[PATCH] thread-pool: Allow at least 1 thread in thread_pool_adjust_max_threads_to_work()

Maciej S. Szmigiero posted 1 patch 1 week, 1 day ago
Failed in applying to current master (apply log)
util/thread-pool.c | 2 +-
1 file changed, 1 insertion(+), 1 deletion(-)
[PATCH] thread-pool: Allow at least 1 thread in thread_pool_adjust_max_threads_to_work()
Posted by Maciej S. Szmigiero 1 week, 1 day ago
From: "Maciej S. Szmigiero" <maciej.szmigiero@oracle.com>

thread_pool_adjust_max_threads_to_work() is supposed to give each task its
own thread by setting the pool max thread count limit accordingly.

However, if there aren't any tasks currently in the pool the pool max
thread count will be set to 0, which will trigger an assertion failure
in thread_pool_set_max_threads() - because setting this value would
completely block the pool by not allowing it to process any submitted
tasks.

This also can happen if a task is submitted via
thread_pool_submit_immediate() to an empty pool but the task completes so
quickly that by the time this function calls
thread_pool_adjust_max_threads_to_work() the pool again has no unfinished
tasks in it.

Fix this by making sure that the pool is allowed to create at least 1
thread.

Fixes: b5aa74968b27 ("thread-pool: Implement generic (non-AIO) pool support")
Signed-off-by: Maciej S. Szmigiero <maciej.szmigiero@oracle.com>
---
 util/thread-pool.c | 2 +-
 1 file changed, 1 insertion(+), 1 deletion(-)

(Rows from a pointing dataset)

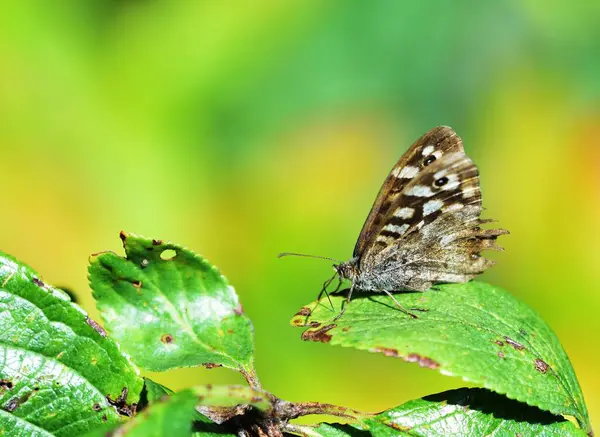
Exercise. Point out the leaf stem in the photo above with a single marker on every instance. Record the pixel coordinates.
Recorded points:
(302, 430)
(251, 378)
(291, 410)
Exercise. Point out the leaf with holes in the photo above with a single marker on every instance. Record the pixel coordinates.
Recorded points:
(169, 307)
(59, 372)
(474, 330)
(173, 416)
(178, 414)
(466, 412)
(155, 391)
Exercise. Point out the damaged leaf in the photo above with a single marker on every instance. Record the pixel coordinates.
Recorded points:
(59, 373)
(173, 416)
(169, 307)
(475, 331)
(179, 414)
(469, 412)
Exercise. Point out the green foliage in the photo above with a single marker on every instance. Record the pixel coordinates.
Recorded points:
(474, 330)
(62, 375)
(171, 417)
(59, 371)
(168, 307)
(468, 412)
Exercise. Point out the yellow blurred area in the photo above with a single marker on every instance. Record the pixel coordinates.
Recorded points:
(245, 129)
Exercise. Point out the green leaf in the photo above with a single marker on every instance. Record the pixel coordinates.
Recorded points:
(169, 308)
(469, 412)
(58, 370)
(333, 430)
(155, 391)
(173, 417)
(474, 330)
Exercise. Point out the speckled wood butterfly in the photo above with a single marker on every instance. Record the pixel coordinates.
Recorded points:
(424, 227)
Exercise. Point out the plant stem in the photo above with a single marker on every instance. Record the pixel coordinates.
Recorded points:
(291, 410)
(251, 378)
(302, 430)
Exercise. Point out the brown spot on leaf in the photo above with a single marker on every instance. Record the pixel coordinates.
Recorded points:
(99, 329)
(38, 282)
(540, 365)
(303, 312)
(423, 361)
(518, 346)
(12, 405)
(388, 352)
(6, 384)
(121, 405)
(318, 335)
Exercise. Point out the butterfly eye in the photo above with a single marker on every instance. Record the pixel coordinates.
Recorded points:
(441, 181)
(429, 160)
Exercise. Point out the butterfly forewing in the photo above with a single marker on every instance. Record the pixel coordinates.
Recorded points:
(431, 232)
(428, 149)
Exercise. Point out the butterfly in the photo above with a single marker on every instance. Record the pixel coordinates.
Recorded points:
(424, 227)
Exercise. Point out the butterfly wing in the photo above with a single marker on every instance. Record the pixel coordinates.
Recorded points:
(431, 232)
(428, 149)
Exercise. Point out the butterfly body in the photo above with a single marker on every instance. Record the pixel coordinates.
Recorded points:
(424, 227)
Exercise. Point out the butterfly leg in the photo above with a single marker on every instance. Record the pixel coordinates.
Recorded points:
(324, 290)
(346, 305)
(401, 308)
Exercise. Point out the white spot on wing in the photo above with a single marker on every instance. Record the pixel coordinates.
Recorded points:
(432, 206)
(397, 229)
(404, 212)
(428, 150)
(453, 207)
(407, 172)
(452, 183)
(470, 192)
(419, 191)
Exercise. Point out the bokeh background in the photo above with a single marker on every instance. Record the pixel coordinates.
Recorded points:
(243, 129)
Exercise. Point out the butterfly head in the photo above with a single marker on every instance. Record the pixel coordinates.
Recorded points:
(348, 269)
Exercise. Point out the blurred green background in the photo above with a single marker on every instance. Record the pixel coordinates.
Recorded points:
(243, 129)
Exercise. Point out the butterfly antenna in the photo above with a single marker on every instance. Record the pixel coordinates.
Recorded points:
(324, 290)
(281, 255)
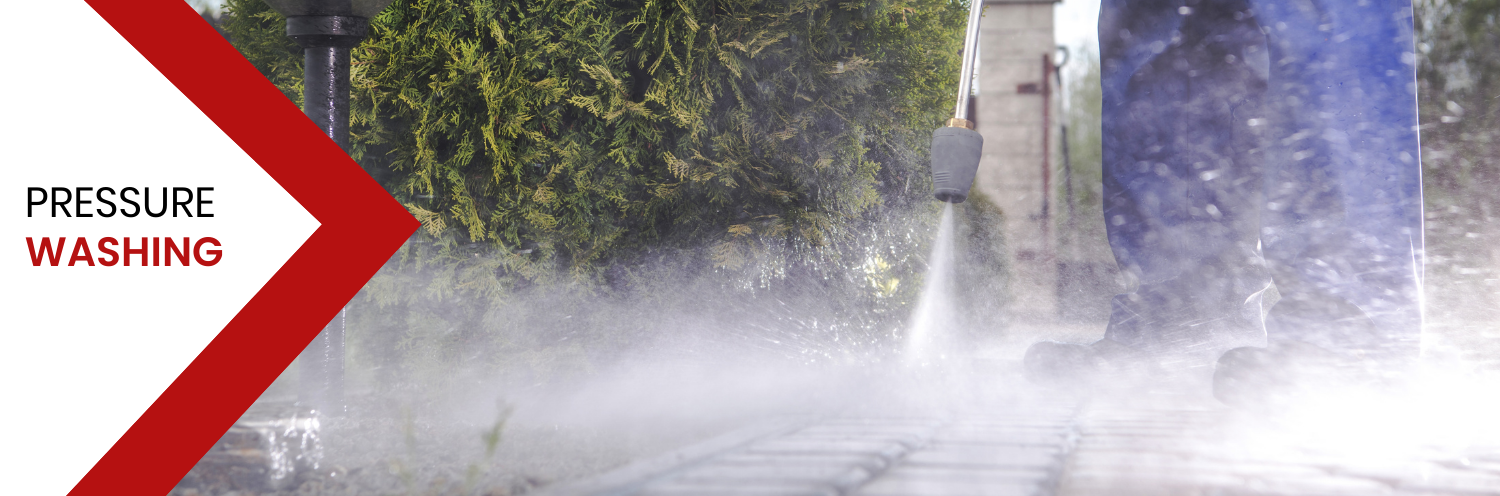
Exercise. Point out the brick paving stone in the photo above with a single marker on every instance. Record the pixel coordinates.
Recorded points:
(740, 489)
(987, 456)
(869, 462)
(1074, 451)
(954, 483)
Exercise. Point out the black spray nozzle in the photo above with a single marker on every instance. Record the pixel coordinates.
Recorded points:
(956, 161)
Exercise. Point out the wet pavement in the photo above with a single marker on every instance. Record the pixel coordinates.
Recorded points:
(1062, 447)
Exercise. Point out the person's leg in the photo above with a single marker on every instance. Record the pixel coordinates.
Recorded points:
(1343, 213)
(1182, 177)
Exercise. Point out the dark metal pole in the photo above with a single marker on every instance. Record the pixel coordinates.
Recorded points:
(326, 41)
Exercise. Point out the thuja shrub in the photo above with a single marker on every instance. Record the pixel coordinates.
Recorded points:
(612, 146)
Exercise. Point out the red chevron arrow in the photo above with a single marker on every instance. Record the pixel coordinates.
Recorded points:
(360, 228)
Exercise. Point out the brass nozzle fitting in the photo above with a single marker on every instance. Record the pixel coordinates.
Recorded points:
(963, 123)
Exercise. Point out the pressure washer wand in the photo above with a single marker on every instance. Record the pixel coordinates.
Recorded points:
(956, 147)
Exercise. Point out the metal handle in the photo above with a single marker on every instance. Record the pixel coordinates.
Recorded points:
(971, 44)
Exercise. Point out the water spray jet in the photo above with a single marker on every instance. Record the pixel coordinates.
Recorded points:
(956, 147)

▸ Required task
Rewrite the patch, beginning at the words "However, if there" and stopping after "tasks in it.", and swap "assertion failure" for "fatal error". Rely only on the patch for the answers.

▸ Correct result
However, if there aren't any tasks currently in the pool the pool max
thread count will be set to 0, which will trigger an fatal error
in thread_pool_set_max_threads() - because setting this value would
completely block the pool by not allowing it to process any submitted
tasks.

This also can happen if a task is submitted via
thread_pool_submit_immediate() to an empty pool but the task completes so
quickly that by the time this function calls
thread_pool_adjust_max_threads_to_work() the pool again has no unfinished
tasks in it.